(Coordinate annotation entries)
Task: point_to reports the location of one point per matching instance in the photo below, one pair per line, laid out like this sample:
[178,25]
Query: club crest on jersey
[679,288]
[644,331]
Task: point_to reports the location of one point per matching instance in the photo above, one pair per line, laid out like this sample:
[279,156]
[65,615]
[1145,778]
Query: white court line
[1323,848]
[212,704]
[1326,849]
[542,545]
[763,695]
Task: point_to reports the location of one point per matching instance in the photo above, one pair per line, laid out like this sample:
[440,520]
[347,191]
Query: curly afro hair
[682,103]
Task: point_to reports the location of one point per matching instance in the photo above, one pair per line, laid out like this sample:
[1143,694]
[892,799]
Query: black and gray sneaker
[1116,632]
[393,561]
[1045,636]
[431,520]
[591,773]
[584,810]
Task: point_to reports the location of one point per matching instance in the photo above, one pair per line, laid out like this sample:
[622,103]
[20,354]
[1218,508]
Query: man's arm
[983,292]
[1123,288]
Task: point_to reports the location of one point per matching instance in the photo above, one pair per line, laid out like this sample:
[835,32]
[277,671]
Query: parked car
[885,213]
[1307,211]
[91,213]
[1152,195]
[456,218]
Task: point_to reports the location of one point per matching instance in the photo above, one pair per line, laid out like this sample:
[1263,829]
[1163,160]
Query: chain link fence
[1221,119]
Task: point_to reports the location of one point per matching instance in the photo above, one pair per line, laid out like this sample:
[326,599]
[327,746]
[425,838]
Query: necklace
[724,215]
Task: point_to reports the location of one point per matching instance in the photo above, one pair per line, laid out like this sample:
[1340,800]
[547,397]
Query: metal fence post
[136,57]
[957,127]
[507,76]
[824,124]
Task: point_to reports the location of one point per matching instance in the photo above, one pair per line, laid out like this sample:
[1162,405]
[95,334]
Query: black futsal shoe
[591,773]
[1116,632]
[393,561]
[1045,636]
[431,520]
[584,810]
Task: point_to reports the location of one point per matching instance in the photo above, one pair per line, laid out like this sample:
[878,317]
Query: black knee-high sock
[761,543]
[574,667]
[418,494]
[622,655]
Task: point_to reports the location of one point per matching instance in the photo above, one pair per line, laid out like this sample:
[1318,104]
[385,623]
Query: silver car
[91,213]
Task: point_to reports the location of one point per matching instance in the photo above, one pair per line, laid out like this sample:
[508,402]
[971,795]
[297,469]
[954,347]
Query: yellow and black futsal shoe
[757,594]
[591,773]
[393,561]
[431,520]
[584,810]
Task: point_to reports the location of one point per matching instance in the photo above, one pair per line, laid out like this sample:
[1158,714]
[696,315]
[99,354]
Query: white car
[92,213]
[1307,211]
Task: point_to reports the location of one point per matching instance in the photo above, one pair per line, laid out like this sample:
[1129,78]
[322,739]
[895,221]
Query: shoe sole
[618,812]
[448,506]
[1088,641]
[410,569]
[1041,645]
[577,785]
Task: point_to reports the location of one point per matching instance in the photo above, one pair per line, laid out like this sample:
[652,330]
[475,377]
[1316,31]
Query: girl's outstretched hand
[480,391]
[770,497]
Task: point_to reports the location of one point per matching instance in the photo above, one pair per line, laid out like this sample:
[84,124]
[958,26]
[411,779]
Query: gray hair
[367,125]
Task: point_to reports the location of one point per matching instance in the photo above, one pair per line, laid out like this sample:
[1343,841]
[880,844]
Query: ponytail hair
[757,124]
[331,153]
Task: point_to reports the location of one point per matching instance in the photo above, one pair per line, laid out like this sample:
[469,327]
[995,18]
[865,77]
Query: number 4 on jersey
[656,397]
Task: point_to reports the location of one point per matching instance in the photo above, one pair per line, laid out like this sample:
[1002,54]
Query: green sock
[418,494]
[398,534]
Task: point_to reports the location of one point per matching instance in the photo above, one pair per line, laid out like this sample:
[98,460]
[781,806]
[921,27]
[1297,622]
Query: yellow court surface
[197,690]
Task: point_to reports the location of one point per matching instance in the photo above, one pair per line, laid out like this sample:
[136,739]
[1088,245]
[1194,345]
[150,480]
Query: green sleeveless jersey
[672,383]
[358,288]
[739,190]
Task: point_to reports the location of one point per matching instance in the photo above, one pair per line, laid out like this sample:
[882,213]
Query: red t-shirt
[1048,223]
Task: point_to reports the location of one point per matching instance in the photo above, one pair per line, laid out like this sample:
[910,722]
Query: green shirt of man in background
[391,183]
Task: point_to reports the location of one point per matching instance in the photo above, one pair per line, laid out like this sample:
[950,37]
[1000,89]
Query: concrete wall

*To be done*. Write out each line of the data above again, exactly as given.

*Reply to the task*.
Task: point_to reports the location of one point per matching instance in the photo below, one pair per line, laid out like this sample:
[178,25]
Query: club crest on jersey
[679,288]
[644,331]
Task: point_to reports the location of one point per matching instance in the photo above, one pair per line, laid out like this sample:
[279,156]
[65,615]
[1145,778]
Query: white court line
[1323,848]
[212,704]
[1326,849]
[542,545]
[763,695]
Task: point_to reports the location of one point per matching instance in the photo above, one pair per line, laid out like this sample:
[440,520]
[347,191]
Query: curly afro hair
[682,103]
Task: point_to reports the location of one point per matching instance in the photo above, one pair per line, laid out like this sample:
[1143,694]
[892,799]
Query: black and gray sneaker
[1116,632]
[393,561]
[1045,636]
[431,520]
[591,773]
[584,810]
Task: point_to reports the location of one point per matching instance in the photo above, one pair per line, laid out like this sample:
[622,103]
[20,354]
[1218,508]
Query: man's arm
[983,292]
[1123,288]
Task: point_to reports the location of one point per matching instance in the photo above, one pair per line, laid out like this sample:
[835,32]
[277,671]
Query: parked car
[885,213]
[1307,211]
[91,213]
[1152,195]
[456,218]
Task: point_to reports the location of one point per matching instance in the photo above, one pair per line, laid out like this sample:
[1263,829]
[1163,160]
Query: chain link fence
[1221,119]
Task: point_to reports the location of one point per matching instance in the photo above, one pair per line, laid out like this sample:
[326,599]
[327,746]
[425,838]
Query: necklace
[724,215]
Task: point_to reports the location of one point per matching instance in the photo above, one pair per line, laid out like this sample:
[1340,800]
[547,397]
Query: metal fence post
[136,57]
[957,127]
[507,76]
[824,124]
Task: point_to reports the location of one point per matching instance in the photo above, one pair per line, laid out like this sample:
[1162,405]
[95,334]
Query: black futsal shoe
[591,773]
[1116,632]
[393,561]
[1045,636]
[431,520]
[584,810]
Task: point_to reports the location of one point per matching instance in the photo above, one pair per line, laid out like this sample:
[878,317]
Query: black knee-high sock
[761,543]
[574,667]
[418,494]
[622,655]
Task: point_to reports the location of one point per matching instance in the photo above, one pair per line, laid out like this sample:
[1318,104]
[385,623]
Query: silver car
[91,213]
Task: point_to reports the location of one point per matching instance in the photo above, one pair per line, laid out like this sample:
[508,402]
[971,795]
[297,469]
[954,347]
Query: yellow and black futsal shoe
[757,594]
[591,773]
[393,561]
[431,520]
[584,810]
Task: point_to reports the location of one point per matching instance in the photo above, one pair per line, laid out like this sample:
[1158,714]
[696,315]
[99,354]
Query: white car
[92,213]
[1307,211]
Task: point_to reports the location of one point per matching instance in the photo above, one pair per line, laid out like this sample:
[1129,78]
[322,739]
[895,221]
Query: shoe sole
[618,812]
[448,506]
[1088,641]
[410,569]
[1041,645]
[577,785]
Task: point_to reports the location of one point per matching instance in the photo above, one pair per line, laid out like this sample:
[652,330]
[475,377]
[1316,31]
Query: girl's outstretched hand
[480,391]
[770,497]
Task: point_to reports the location of one point per matching instance in the photo above, one pair per line, laid out like this sample:
[84,124]
[958,26]
[411,779]
Query: gray hair
[367,125]
Task: point_to reports the location of one point per matching instance in the photo above, one pair per line, laid out like this sample:
[1343,841]
[880,844]
Query: ponytail hair
[757,124]
[331,153]
Task: point_to reports the location of one point per matching instance in the photo above, one pair per line, laid out like this sample:
[469,327]
[995,18]
[865,77]
Query: number 4 on jersey
[656,397]
Task: point_to reports the location of one point per matching instance in the photo above, one pair per line, laid out like this sample:
[1002,54]
Query: green sock
[418,494]
[398,534]
Task: point_to reports the location of one point per matching instance in the photo above, one pair per line, laid out like this sample:
[98,460]
[781,806]
[921,27]
[1297,622]
Query: yellow court surface
[197,690]
Task: point_to reports the location of one point per matching instance in the photo above, one pair per line, laid out like this sample:
[136,739]
[1088,245]
[1194,345]
[150,480]
Query: green sleeveless jersey
[672,383]
[358,288]
[739,190]
Task: point_to reports the location of one point per matching instance in the photo above, one pair per line, laid out like this sample:
[882,213]
Query: red t-shirt
[1048,223]
Task: point_to reports the location of one point per matching instance in the photo above, one pair per line, laid out like this sample:
[910,722]
Query: green shirt of man in background
[391,183]
Task: point_to reports the location of one point per matching instance in the photo above, one pair per line, laid out like this sample:
[950,37]
[1000,89]
Query: concrete wall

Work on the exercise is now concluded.